_Pointing dataset records_

--------

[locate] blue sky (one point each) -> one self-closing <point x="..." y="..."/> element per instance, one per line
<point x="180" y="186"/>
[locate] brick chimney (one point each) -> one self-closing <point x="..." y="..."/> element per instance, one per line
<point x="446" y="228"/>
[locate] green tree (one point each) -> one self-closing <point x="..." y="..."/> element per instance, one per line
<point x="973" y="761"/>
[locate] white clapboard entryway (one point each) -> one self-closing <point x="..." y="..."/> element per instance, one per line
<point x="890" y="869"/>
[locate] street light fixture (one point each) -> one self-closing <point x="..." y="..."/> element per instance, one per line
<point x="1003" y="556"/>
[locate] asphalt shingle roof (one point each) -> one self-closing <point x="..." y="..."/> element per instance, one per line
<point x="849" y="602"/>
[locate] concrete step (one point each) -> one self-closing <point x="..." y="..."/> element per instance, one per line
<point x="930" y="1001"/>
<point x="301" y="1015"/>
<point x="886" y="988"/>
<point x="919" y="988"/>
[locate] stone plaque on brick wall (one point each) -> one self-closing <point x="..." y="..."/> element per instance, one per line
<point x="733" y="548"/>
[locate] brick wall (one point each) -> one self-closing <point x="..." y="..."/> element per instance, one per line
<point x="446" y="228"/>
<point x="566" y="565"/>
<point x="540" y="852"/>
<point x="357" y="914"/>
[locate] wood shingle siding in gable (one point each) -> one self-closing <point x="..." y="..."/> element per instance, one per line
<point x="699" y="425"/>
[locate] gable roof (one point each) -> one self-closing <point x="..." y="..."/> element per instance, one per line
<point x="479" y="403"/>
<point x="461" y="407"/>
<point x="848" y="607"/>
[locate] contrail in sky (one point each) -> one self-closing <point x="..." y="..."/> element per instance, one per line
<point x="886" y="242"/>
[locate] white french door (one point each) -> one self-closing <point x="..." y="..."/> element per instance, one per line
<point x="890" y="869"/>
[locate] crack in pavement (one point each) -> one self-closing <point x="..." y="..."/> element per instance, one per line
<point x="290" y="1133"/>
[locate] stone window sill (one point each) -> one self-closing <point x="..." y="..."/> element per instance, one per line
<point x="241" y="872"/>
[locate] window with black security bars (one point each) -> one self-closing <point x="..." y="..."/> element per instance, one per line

--------

All of the entries should be written out again exactly.

[locate] blue sky (one point each) -> one self-closing <point x="..." y="..."/> element per instance, one per line
<point x="180" y="186"/>
[locate] brick chimney (one point each) -> one self-closing <point x="..." y="..."/> element per instance, one per line
<point x="446" y="228"/>
[locate] green tree (one point each) -> one self-closing <point x="..." y="..."/> element per instance, one per line
<point x="973" y="761"/>
[locate] white clapboard entryway (one point each) -> one self-closing <point x="..." y="..."/> element per instance, one per line
<point x="890" y="869"/>
[locate] street light fixture (one point each) -> one self-closing <point x="..." y="..."/> element per instance, one per line
<point x="1003" y="556"/>
[locate] asphalt shingle roof (one point each) -> one self-closing <point x="..." y="..."/> element per instance, one per line
<point x="849" y="602"/>
[locate] concrete step (one point each) -> one self-closing <point x="..." y="..."/> element per instance, one per line
<point x="930" y="1001"/>
<point x="301" y="1015"/>
<point x="886" y="988"/>
<point x="919" y="988"/>
[locate] stone plaque on brick wall (one point each) -> one self-closing <point x="..." y="..."/> element per instance, one per line
<point x="733" y="548"/>
[locate] brick wall (one point each) -> one self-closing <point x="..." y="..."/> element per instance, one per line
<point x="446" y="228"/>
<point x="566" y="565"/>
<point x="540" y="852"/>
<point x="357" y="914"/>
[locate] wood shingle siding in gable (one point each) -> one self-closing <point x="..." y="..."/> element per instance, one per line
<point x="699" y="425"/>
[locate] gable roof (one point each) -> one self-closing <point x="..." y="..."/> element per instance, one per line
<point x="479" y="403"/>
<point x="461" y="407"/>
<point x="848" y="607"/>
[locate] contrail in sky (one point each) -> one self-closing <point x="..." y="..."/> element per instance, one per line
<point x="886" y="242"/>
[locate] white french door (one point each) -> one self-closing <point x="..." y="..."/> element per instance, one per line
<point x="890" y="869"/>
[locate] crack in pavement (one point each) -> one self-closing <point x="..." y="..."/> element per instance, one per line
<point x="290" y="1133"/>
[locate] stone window sill (one point each) -> one self-closing <point x="..." y="..."/> element per instance, one per line
<point x="241" y="872"/>
[locate] window with black security bars (one point each) -> one self-closing <point x="..." y="..."/> element per instance, one per line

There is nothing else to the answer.